___ Text section ___

Европейски конгрес по хипертония и сърдечно-съдова профилактика в Лондон, Великобритания 2012 г.

Awareness of the Bulgarian population about arterial hypertension, concomitant cardiovascular risk factors and personal risk profile

St. Naydenov, Sv. Torbova, Sv. Tsonev, N. Naydenova, Sn. Tisheva, V. Sirakova, G. Ivanova

Objective: Assessment of the awareness of the Bulgarian population about arterial hypertension (AH), other concomitant cardiovascular risk factors (RF) – obesity, diabetes mellitus (DM), dyslipidemia, salt consumption and their risk profile.

Design and method: A cross-sectional study, held between the 15th and 19th of May, 2011. The study, devoted to the World Hypertension Day 2011 was organized by the Bulgarian Hypertension League with the joint support of the Bulgarian Red Cross, Bulgarian Patient’s Organization and National Student’s Organization. One thousand eight hundred and thirty-one consecutive people from 58 different cities, towns and villages were included in the study – 764 males and 1067 females, mean age 54,3±18,1 (9-93) years. Open-air stands were organized in eight large Bulgarian cities. At these stands blood pressure (BP), blood sugar (BS), waist circumference (WaC), height and weight of the participants were measured and body-mass index (BMI) calculated by trained students in Medicine.  Besides, a structured questionnaire was completed, containing questions about lifestyle, awareness and presence of cardiovascular risk factors.

___

Task goal.
Continue the abstract on hypertension awareness in Bulgaria from the point where it stops.

___ Data excerpts ___

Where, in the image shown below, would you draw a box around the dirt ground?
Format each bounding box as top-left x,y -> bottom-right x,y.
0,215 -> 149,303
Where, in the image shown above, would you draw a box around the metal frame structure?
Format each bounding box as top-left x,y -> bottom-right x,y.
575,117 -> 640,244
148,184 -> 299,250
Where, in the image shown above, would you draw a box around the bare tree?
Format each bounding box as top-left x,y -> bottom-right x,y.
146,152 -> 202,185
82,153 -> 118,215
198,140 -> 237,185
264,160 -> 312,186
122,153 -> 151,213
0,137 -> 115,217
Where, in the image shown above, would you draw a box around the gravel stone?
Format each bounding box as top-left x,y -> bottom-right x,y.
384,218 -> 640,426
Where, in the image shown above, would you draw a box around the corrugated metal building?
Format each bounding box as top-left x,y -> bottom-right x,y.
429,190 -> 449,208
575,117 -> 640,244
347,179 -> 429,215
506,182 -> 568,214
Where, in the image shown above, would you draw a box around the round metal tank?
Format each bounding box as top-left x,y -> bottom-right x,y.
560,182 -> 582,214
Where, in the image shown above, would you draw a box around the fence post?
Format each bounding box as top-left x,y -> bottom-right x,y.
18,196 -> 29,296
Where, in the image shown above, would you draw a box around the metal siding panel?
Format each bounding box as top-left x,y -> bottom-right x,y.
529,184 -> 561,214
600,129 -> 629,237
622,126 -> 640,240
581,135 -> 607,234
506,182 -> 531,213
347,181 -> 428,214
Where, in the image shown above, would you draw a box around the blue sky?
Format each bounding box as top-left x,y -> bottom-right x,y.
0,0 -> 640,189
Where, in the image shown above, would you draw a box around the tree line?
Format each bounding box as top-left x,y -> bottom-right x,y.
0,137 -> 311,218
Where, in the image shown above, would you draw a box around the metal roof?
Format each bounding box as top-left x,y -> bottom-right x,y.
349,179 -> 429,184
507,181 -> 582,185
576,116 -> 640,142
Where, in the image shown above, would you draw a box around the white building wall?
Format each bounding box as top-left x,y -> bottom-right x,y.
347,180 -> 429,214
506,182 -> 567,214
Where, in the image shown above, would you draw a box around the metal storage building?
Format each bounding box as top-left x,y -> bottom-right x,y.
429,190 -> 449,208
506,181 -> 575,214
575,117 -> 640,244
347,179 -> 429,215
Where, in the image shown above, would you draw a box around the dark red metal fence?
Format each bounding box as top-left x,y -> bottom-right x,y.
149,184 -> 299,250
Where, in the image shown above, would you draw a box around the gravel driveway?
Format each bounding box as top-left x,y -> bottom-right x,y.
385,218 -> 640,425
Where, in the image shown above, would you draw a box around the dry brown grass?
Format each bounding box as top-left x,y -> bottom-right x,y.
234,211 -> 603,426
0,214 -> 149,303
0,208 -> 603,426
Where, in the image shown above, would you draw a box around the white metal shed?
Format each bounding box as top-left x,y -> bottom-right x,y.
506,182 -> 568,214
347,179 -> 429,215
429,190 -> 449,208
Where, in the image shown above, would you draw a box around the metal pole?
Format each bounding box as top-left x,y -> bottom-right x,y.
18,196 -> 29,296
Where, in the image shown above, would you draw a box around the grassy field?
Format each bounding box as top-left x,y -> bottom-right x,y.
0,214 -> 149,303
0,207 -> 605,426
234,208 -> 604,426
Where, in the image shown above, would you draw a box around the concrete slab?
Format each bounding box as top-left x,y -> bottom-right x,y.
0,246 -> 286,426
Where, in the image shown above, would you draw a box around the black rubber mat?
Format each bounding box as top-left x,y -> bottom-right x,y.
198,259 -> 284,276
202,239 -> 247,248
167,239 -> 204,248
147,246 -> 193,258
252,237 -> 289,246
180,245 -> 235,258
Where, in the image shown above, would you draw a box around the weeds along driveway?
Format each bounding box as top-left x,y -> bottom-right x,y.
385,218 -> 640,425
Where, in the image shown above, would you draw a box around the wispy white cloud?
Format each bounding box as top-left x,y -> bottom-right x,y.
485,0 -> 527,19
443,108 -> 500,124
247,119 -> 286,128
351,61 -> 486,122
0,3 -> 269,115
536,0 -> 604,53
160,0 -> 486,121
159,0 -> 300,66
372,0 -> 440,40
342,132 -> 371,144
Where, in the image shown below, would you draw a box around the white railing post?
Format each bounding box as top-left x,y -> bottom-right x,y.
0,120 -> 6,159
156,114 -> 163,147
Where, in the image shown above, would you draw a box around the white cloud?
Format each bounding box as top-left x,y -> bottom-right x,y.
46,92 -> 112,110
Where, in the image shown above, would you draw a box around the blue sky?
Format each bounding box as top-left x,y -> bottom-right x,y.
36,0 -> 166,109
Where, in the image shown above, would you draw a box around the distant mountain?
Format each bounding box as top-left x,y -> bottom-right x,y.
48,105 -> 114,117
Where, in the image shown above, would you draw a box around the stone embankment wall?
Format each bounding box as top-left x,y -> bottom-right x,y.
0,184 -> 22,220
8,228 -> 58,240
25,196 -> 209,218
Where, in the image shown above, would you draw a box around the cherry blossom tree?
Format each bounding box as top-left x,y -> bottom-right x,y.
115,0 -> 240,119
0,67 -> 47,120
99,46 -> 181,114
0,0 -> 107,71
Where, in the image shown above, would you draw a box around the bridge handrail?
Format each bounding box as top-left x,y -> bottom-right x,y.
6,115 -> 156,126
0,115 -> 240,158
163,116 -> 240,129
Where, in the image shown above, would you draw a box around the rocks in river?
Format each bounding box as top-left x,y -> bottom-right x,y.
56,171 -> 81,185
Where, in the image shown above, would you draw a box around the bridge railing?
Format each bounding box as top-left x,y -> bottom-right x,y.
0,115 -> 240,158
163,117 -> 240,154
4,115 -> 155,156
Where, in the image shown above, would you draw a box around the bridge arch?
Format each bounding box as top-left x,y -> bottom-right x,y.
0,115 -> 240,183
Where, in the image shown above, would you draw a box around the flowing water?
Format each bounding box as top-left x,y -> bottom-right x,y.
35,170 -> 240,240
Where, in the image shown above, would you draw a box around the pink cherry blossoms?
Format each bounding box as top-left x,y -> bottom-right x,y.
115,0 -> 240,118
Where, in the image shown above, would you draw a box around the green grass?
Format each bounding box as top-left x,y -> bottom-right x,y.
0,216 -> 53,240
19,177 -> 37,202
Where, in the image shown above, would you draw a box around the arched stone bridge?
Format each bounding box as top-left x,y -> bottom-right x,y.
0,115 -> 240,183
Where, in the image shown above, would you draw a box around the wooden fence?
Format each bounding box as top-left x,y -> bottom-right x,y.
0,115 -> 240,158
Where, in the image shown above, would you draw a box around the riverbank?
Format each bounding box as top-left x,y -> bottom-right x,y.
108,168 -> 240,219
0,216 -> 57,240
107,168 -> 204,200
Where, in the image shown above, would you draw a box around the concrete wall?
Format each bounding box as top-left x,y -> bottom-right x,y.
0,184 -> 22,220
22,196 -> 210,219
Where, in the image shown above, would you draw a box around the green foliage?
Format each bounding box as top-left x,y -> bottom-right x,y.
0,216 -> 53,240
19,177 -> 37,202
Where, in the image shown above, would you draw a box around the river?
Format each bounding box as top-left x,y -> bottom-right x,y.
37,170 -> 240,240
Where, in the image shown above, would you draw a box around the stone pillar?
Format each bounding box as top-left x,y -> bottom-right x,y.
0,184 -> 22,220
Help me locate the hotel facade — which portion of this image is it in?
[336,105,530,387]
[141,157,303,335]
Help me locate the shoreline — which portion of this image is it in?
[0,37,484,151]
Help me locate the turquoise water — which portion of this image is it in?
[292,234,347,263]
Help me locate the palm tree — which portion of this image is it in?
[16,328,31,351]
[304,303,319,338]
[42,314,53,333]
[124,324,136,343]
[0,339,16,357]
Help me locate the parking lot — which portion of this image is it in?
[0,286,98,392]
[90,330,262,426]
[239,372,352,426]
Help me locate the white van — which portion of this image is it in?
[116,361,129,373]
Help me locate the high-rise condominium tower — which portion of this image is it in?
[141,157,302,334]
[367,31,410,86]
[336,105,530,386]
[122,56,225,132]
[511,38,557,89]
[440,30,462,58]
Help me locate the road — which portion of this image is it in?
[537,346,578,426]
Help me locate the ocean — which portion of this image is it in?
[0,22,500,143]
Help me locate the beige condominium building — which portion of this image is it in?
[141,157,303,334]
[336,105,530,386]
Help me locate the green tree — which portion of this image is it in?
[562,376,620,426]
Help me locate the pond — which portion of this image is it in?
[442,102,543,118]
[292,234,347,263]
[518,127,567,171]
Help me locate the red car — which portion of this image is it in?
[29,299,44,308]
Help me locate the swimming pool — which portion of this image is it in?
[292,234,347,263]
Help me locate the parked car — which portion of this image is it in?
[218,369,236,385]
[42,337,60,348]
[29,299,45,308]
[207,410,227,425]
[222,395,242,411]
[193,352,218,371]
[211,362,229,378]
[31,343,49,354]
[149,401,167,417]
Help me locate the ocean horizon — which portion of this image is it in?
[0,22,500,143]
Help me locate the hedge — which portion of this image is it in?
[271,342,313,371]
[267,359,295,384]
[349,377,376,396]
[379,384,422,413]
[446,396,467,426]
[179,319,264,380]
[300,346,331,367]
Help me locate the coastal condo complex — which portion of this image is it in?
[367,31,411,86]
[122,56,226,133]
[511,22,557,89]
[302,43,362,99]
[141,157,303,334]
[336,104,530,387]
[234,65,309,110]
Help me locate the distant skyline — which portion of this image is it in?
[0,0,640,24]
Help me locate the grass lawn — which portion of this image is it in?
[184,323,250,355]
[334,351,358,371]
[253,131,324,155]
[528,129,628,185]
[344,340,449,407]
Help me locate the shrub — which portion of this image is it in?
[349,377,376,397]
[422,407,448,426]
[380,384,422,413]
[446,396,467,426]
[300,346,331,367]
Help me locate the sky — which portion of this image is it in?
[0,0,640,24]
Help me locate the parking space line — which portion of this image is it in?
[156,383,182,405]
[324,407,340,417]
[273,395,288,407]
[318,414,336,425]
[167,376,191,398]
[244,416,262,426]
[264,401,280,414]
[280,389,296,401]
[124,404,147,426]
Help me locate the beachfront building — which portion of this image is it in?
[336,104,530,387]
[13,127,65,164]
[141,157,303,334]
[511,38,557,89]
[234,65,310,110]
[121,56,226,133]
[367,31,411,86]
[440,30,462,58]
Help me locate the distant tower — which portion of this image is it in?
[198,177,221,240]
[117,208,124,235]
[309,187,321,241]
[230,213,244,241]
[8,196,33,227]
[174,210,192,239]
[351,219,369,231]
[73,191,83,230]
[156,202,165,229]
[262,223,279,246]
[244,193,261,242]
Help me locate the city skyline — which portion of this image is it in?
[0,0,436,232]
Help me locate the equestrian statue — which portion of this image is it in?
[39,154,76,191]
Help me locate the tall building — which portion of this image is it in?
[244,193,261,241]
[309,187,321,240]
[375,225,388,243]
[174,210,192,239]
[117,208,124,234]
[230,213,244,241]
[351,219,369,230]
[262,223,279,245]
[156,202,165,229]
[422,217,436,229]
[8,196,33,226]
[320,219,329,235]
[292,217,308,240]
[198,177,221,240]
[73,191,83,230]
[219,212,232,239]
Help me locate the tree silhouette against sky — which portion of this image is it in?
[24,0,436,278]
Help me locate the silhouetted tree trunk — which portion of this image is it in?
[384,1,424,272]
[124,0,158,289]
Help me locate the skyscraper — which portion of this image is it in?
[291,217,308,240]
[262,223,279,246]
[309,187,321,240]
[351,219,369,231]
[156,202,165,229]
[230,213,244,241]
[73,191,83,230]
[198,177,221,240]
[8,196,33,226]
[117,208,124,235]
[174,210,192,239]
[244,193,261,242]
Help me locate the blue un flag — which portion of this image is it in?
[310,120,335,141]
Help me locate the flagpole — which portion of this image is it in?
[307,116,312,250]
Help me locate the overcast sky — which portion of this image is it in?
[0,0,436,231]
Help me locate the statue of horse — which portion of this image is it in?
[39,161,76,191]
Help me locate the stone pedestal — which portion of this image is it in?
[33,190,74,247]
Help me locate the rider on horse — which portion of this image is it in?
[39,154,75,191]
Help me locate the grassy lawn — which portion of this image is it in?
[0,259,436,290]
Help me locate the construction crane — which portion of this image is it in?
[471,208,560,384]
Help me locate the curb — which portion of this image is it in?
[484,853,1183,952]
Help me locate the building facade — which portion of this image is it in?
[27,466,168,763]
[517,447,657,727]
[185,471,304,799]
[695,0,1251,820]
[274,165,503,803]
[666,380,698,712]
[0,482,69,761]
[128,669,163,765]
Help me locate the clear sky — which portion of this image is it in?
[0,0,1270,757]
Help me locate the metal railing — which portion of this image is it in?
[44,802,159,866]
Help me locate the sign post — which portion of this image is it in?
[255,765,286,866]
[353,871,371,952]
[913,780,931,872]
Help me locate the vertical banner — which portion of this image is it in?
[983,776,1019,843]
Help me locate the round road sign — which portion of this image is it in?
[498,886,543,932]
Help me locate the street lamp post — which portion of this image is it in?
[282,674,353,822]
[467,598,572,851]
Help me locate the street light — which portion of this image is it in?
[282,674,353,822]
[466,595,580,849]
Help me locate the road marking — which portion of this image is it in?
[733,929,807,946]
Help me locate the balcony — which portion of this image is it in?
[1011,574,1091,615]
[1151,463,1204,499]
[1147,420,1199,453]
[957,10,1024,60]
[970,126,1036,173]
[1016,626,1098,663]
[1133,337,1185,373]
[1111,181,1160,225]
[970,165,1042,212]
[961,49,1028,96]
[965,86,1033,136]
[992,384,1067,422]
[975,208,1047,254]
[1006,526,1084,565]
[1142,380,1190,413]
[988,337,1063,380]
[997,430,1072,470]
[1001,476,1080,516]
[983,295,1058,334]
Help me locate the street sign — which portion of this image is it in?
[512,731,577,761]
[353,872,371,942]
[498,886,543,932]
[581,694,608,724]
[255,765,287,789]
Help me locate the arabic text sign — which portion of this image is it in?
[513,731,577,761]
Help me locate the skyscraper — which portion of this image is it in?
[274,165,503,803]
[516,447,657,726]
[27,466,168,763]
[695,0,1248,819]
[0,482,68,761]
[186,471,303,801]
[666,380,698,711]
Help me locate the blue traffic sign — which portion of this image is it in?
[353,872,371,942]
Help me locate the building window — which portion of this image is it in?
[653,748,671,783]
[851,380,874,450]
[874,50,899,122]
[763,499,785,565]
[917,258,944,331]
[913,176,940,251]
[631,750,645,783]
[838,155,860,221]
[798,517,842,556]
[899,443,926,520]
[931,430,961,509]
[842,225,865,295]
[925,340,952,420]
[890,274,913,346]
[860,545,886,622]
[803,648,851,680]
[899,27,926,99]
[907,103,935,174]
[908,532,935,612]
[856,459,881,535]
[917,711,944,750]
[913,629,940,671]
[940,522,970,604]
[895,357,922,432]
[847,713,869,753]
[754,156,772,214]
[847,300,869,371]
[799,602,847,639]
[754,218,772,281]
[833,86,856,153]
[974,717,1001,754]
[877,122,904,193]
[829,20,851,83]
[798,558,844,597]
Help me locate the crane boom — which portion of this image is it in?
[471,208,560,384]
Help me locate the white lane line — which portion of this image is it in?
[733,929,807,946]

___

Result.
Results: One thousand and thirty-three people of all included participants (76.4%) – 499 males (72.2%) and 800 females (79.1%), p<0.001 were informed of the threshold values above which BP is considered to be high. Blood pressure <140/90 mmHg was measured in 351 (57.4%) of the informed participants. People, informed about the desired systolic and diastolic BP values, connected with lowest cardiovascular risk were 1423 (83.1%) –  543 (80.2%) of the males and 847 (85.3%) of the females, p<0.05. One thousand three hundred and six (77.2%) of the participants included in our study knew their own BP. History of AH was found in 793 (45.9%) of all participants and measured values of BP <140/90 mmHg were found in 242 (75.2%) of those who considered themselves normotensives. Blood pressure <140/90 was found in 128 (37.8%) of people from our study with established AH. The number of people informed about the admissible daily amount of salt consumption was 1029 (78.9%). Assessment of obesity showed that 383 (26.8%) of all participants were informed about their WaC – 129 (22.9%) of the males and 248 (29.8%) of the females (p<0.05); 74 (7.3%) knew their BMI. Abnormally increased WaC (> 94 cm for males and >80 for females) was found in 1073 (58.6%), females being affected to a greater extent (54.3% versus 45.8% of the males, p<0.05). Body-mass index >25 was found in 1054 (57.6%) – 527 (68.97%) of the males and 546 (51.2%) of the females, p<0,05. Five hundred and ninety-seven people (32.6%) were informed about the value of their blood sugar. Diabetes mellitus was present in 177 (10.0%) participants. Dyslipidemia was present in 438 (25.2%) – 154 (22.5%) and 269 (26.5%) of females, p<0.05. Combination of 2 cardiovascular RF was found in 814 (44.5%), most frequently AH and obesity – 399 (21.8%), combination of 3 RF – 287 (15.6%), 4 RF – 84 (4.6%) of all participants in our study.

Conclusions: The awareness of the Bulgarian population about AH is relatively high, but the control of BP in the established hypertensives is insufficient. The awareness is unsatisfactory about other important indicators for cardiovascular risk – waist circumference, body-mass index and level of blood sugar despite the significant percentage of people affected by obesity (general and/or abdominal), dyslipidemia and/or diabetes.